===== Supplied records =====

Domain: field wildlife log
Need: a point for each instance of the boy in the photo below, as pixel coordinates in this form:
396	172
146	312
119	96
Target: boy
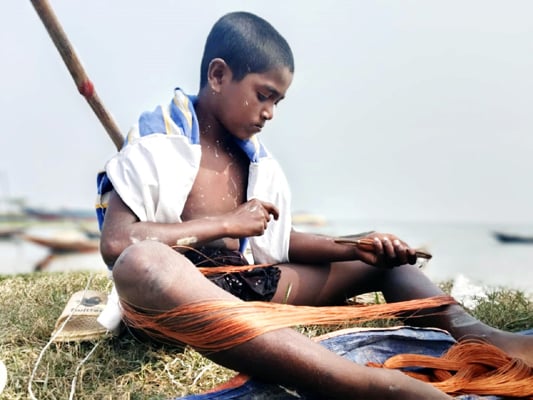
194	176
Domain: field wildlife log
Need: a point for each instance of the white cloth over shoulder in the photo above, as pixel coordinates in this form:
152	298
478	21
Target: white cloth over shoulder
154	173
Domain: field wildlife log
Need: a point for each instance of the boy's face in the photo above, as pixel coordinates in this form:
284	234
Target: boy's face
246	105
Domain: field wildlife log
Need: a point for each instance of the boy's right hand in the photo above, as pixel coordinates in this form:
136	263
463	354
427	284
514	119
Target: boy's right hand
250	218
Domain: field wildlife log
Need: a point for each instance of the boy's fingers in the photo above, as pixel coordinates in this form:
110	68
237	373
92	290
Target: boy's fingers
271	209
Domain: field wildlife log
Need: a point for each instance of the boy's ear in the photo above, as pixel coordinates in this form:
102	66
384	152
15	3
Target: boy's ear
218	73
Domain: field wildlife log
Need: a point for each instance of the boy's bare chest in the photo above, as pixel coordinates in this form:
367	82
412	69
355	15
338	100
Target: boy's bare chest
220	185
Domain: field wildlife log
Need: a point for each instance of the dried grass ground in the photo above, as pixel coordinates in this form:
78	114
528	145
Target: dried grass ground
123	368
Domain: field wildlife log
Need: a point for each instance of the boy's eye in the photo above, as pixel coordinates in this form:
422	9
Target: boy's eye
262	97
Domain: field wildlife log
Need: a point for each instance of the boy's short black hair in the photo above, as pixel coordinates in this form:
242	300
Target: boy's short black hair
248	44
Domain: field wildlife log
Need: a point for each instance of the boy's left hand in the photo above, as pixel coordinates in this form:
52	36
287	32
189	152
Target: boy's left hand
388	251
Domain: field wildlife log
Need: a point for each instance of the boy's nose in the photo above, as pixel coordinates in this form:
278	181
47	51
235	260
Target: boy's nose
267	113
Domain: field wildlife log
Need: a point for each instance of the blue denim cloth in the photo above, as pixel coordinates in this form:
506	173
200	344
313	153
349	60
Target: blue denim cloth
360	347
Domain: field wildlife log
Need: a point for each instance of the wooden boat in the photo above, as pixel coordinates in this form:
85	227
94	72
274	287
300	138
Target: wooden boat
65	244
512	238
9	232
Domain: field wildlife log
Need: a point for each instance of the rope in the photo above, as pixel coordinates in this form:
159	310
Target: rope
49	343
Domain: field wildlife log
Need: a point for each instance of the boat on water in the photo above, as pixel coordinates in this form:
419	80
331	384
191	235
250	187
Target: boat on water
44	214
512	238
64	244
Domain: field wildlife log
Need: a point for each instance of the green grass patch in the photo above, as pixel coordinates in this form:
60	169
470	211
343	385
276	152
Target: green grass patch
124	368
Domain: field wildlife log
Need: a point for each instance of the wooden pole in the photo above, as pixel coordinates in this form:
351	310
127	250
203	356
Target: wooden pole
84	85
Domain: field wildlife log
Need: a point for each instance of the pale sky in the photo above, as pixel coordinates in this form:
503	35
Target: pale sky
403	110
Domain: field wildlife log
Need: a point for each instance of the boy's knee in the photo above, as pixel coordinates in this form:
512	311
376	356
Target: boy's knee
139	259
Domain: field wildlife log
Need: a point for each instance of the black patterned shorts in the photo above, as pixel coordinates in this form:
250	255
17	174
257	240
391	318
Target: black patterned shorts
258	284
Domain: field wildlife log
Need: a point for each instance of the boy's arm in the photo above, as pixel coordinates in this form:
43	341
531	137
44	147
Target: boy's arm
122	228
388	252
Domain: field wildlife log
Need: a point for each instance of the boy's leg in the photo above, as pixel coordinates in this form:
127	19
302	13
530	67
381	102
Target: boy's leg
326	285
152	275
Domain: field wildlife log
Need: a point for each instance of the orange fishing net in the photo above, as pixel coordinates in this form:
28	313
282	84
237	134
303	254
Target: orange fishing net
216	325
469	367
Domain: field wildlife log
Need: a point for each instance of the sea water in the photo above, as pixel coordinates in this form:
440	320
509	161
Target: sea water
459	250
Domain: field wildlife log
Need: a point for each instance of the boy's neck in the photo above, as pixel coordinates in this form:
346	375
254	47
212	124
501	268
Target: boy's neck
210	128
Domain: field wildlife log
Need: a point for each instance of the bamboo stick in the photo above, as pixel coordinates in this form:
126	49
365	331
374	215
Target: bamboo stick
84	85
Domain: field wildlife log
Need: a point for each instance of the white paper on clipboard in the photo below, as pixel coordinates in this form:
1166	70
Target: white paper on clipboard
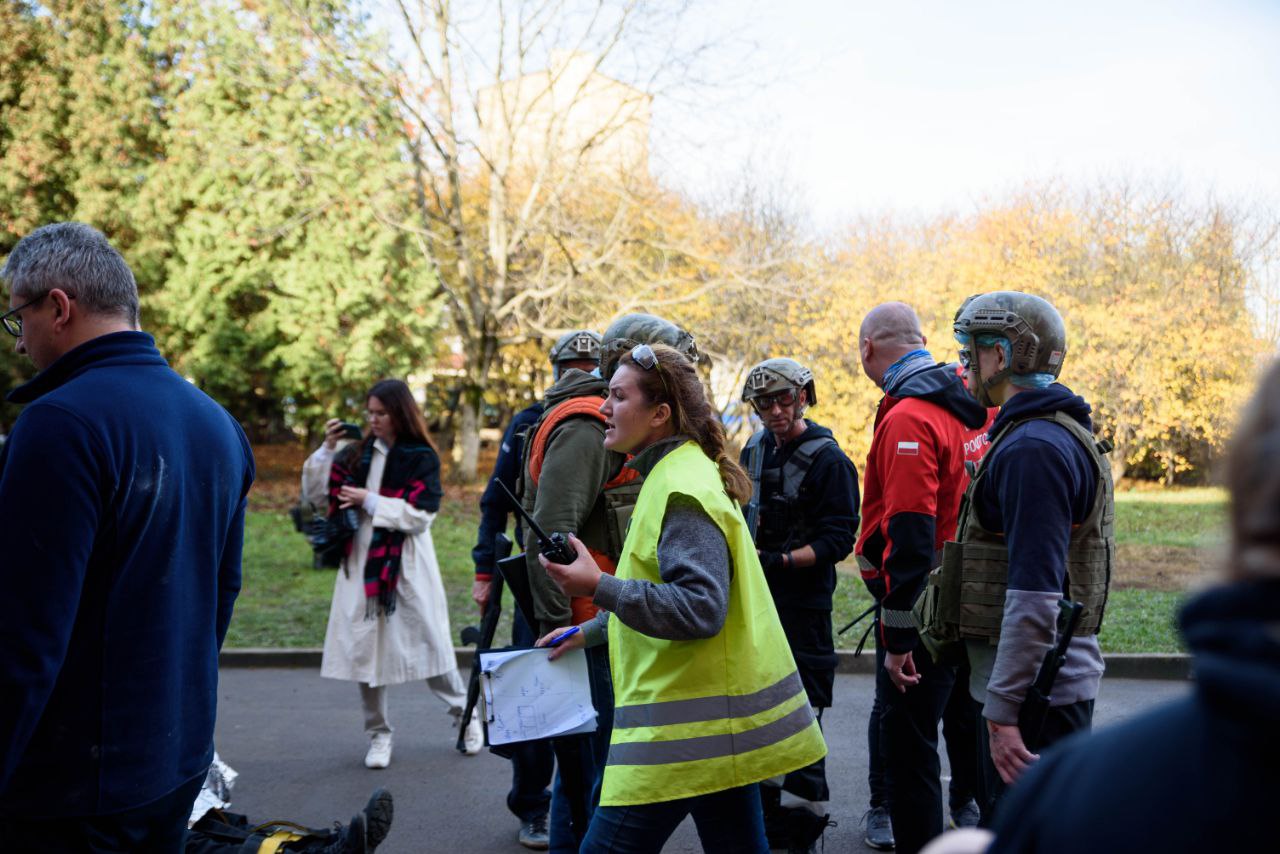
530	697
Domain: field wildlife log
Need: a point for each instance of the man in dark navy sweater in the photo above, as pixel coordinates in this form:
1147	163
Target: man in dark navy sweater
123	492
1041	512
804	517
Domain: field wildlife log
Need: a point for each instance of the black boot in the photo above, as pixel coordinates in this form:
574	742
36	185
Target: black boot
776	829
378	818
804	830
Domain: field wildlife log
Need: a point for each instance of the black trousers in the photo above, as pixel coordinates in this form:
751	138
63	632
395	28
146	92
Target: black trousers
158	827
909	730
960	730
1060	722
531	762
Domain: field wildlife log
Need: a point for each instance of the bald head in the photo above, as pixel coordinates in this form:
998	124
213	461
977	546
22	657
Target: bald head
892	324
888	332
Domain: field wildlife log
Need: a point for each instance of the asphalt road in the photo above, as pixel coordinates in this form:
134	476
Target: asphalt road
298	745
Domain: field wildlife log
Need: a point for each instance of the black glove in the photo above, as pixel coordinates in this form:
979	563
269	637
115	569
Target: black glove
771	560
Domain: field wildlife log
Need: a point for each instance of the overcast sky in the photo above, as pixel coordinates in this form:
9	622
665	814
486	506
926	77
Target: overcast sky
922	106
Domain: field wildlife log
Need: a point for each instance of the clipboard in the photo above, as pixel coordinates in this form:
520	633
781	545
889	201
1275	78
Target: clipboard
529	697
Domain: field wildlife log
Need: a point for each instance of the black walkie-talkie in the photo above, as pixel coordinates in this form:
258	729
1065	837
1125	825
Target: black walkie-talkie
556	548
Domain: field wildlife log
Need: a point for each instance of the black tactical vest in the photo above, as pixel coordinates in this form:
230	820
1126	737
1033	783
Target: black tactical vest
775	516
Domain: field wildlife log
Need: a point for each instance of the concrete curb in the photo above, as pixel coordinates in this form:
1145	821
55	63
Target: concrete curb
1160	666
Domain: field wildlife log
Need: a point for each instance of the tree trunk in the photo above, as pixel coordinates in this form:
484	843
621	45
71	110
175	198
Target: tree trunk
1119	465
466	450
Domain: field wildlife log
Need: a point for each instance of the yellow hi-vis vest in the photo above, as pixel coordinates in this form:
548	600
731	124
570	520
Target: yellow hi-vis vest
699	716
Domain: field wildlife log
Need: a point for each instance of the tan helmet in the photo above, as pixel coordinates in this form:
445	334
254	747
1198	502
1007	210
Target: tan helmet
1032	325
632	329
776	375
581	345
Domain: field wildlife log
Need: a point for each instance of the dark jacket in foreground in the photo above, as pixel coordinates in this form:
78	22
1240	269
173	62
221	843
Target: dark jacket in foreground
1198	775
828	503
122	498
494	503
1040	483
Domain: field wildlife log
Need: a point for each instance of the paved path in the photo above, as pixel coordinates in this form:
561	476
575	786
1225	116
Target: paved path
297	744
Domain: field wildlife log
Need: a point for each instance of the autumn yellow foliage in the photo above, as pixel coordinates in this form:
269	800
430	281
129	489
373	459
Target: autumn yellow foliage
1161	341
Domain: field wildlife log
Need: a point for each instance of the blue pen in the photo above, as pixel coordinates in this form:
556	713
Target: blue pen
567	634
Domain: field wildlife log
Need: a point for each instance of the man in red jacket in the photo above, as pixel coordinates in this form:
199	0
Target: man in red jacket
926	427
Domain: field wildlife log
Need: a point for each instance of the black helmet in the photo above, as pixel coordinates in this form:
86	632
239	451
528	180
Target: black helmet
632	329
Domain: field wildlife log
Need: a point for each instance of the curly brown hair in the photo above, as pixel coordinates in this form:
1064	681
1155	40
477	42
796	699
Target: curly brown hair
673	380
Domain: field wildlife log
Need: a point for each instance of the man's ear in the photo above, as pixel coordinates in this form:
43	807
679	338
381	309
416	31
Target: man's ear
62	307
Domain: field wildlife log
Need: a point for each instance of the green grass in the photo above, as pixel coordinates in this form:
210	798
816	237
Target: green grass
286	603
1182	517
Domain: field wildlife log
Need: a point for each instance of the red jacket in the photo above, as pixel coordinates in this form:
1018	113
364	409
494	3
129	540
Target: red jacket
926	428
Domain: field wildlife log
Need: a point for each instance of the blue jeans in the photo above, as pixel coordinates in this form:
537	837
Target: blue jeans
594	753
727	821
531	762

=====
===== Supplied records =====

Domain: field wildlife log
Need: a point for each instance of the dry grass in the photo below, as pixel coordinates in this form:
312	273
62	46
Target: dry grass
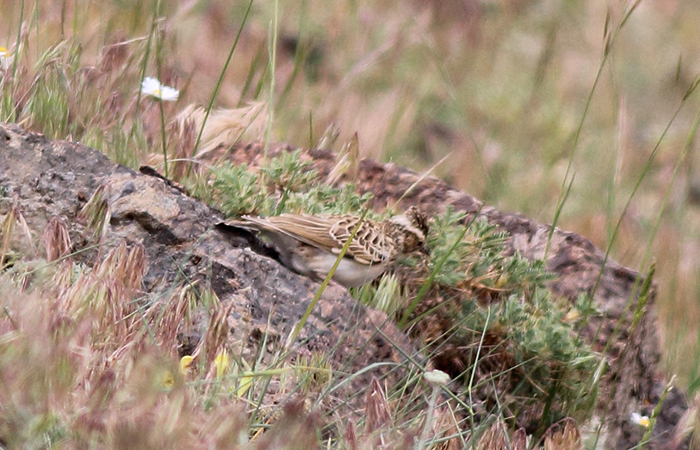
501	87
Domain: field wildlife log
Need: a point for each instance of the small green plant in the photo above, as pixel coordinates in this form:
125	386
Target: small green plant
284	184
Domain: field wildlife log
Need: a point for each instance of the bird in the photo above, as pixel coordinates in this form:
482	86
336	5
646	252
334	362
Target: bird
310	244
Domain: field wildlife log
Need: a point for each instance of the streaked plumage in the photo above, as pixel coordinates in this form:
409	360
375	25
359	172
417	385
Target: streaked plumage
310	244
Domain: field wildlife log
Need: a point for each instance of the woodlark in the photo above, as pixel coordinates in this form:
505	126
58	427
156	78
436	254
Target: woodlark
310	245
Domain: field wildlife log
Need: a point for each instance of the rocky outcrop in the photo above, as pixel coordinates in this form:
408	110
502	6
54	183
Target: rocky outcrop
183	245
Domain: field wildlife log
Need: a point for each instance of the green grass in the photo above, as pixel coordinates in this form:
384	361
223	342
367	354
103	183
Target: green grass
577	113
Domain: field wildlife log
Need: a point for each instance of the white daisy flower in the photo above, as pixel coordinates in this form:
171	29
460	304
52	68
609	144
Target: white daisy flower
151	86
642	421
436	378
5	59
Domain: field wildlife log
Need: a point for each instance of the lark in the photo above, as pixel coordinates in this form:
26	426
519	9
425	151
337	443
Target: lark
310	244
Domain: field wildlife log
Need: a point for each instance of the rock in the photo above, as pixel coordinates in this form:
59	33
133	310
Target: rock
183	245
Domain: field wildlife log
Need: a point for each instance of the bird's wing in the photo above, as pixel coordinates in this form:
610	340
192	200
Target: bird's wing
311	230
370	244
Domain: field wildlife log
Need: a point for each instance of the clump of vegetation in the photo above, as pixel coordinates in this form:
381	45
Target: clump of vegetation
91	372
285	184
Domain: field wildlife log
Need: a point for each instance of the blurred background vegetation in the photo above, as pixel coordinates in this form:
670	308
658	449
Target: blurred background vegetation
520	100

=====
===== Supplied records =====

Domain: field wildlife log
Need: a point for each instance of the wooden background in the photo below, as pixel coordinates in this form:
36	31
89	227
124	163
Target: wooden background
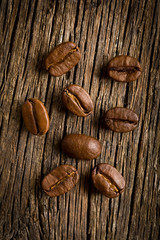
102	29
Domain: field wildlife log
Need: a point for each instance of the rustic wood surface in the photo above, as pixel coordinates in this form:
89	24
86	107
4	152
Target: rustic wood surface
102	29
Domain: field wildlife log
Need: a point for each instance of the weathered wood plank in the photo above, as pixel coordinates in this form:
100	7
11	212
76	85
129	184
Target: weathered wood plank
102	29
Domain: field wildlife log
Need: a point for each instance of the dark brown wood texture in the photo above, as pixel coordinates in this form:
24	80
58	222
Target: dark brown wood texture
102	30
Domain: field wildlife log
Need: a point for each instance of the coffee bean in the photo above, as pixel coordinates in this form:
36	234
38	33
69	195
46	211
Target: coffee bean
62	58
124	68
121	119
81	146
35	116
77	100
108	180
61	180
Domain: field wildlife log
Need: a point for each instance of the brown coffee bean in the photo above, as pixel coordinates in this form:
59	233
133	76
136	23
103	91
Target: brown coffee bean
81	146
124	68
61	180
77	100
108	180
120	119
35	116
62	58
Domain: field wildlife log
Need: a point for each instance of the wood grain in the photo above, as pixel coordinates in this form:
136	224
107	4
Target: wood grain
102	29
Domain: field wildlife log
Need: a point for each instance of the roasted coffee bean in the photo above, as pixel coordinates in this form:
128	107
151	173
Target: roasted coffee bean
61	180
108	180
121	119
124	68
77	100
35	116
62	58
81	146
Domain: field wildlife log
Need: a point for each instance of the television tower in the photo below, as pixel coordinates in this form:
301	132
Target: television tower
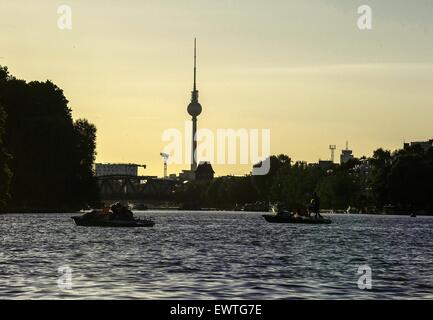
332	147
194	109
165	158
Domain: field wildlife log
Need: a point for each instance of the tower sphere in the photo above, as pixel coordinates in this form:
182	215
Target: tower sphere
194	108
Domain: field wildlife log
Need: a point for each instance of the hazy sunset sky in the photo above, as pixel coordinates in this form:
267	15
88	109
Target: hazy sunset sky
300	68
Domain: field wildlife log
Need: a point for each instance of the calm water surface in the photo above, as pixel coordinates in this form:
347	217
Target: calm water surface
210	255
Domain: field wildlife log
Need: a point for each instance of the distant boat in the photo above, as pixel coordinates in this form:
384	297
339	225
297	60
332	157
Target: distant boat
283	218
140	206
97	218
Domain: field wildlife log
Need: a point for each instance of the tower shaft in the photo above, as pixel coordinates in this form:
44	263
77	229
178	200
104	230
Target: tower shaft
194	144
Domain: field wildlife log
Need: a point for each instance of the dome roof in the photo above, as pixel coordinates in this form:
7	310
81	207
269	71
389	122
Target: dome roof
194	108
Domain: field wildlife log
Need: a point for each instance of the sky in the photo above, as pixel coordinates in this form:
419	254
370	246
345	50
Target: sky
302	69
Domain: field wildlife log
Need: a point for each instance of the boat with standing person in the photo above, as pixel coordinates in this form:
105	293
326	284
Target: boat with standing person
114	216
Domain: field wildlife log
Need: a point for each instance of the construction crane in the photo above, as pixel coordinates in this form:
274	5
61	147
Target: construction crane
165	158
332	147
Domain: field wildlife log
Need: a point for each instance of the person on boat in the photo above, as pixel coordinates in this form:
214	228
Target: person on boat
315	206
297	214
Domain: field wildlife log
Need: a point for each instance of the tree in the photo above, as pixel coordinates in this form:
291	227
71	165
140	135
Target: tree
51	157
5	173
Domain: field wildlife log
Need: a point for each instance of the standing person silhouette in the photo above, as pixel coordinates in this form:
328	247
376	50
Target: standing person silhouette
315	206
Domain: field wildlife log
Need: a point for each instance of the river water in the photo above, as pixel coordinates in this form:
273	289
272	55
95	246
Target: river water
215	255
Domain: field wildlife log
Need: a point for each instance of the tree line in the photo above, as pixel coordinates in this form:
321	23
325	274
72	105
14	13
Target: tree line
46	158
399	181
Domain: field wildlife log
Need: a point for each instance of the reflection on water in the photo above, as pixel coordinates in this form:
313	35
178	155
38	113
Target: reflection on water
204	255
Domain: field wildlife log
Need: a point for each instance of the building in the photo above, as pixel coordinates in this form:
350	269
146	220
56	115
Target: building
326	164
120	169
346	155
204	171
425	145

=====

▶ [Exercise requirements]: Report each line of the records above that contains the string "dried". Case counts.

▶ [Exercise result]:
Need: a point for each instance of the dried grass ground in the photo above, as pixel coordinates in this form:
Target: dried grass ground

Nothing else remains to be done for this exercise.